▶ _Work request A_:
Please decide whether each statement agrees with the passage about the teenagers making money on Twitter, answering yes or no and quoting the deciding words from the passage: (i) Di Petta and Cameron met on YouTube at ages 13 and 15; (ii) the @HistoryInPics account was set up in July of 2012; (iii) the Facebook page "Long romantic walks to the fridge" drew more than 10 million Likes.
▶ _Work request B_:
Go on with the passage about the teenagers making money on Twitter, picking up right after its final sentence.

▶ _Text section_:
= = = = =
I’ve been doing it wrong

Xavier Di Petta and Kyle Cameron are 17 and 19 years old, and they’re making very good money out of Twitter. $44,000 a month? On Twitter? Tell me your one weird tip for doing this, please.

They met hustling on YouTube when they were 13 and 15, respectively, and they’ve been doing social media things together (off and on) since. They’ve built YouTube accounts, making money off advertising. They created Facebook pages such as "Long romantic walks to the fridge," which garnered more than 10 million Likes, and sold them off. More recently, Di Petta’s company, Swift Fox Labs, has hired a dozen employees, and can bring in, according to an Australian news story, 50,000 Australian dollars a month (or roughly 43,800 USD at current exchange rates). 

But @HistoryInPics may be the duo’s biggest creation. In the last three months, this account, which tweets photographs of the past with one-line descriptions, has added more than 500,000 followers to bring their total to 890,000 followers. (The account was only established in July of 2013.) If the trend line continues, they’ll hit a million followers next month.
= = = = =
▶ _Exercise data_:
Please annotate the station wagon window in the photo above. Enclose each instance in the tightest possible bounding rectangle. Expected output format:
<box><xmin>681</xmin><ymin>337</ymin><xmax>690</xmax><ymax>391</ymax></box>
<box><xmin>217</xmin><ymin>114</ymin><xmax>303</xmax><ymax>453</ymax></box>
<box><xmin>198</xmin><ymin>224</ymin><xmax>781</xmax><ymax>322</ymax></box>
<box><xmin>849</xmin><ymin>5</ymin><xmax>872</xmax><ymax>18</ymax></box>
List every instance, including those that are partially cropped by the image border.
= = = = =
▶ _Task answer A_:
(i) Yes: "They met hustling on YouTube when they were 13 and 15, respectively"
(ii) No: "The account was only established in July of 2013."
(iii) Yes: "They created Facebook pages such as "Long romantic walks to the fridge," which garnered more than 10 million Likes"

▶ _Task answer B_:
OK, but how? They’ve got several twitter accounts that regularly post popular material, and they build up the stats and then sell them off. I don’t even understand the business of selling twitter accounts — doesn’t it mean that the personal nature of the account is completely missing?

It’s not just @HistoryInPics, either. They’re also behind @EarthPix, which has similarly staggering stats, and several comedy accounts that they’re in the process of selling that I agreed not to disclose. They’ve got at least five accounts with hundreds of thousands of followers and engagement metrics that any media company would kill for right now.

How do they do it? Once they had one account with some followers, they used it to promote other ones that could capitalize on trends they saw in social-media sharing. “We normally identify trends (or create them haha). We then turn them into a Twitter account,” Di Petta said in an IM conversation. “Share them on established pages, and after 50,000 – 100,000 followers they’ve gained enough momentum to become ‘viral’ without further promotion.”

Huh? I have 140,000 followers on twitter right now! Time to take over the world!

Except…as the story goes on, it becomes quite clear that the secret of their success is parasitism. They don’t actually create any content: they just monetize this abstract entity called ‘traffic’, and yes, they do create traffic. But the way they do it is to steal photographs taken by talented photographers and dump them at regular intervals on twitter without attribution, and most importantly, without paying their content creators. If they actually had to make micropayments to the people who provide the material that drives interest and builds the traffic they’re selling, their profits would take a nosedive.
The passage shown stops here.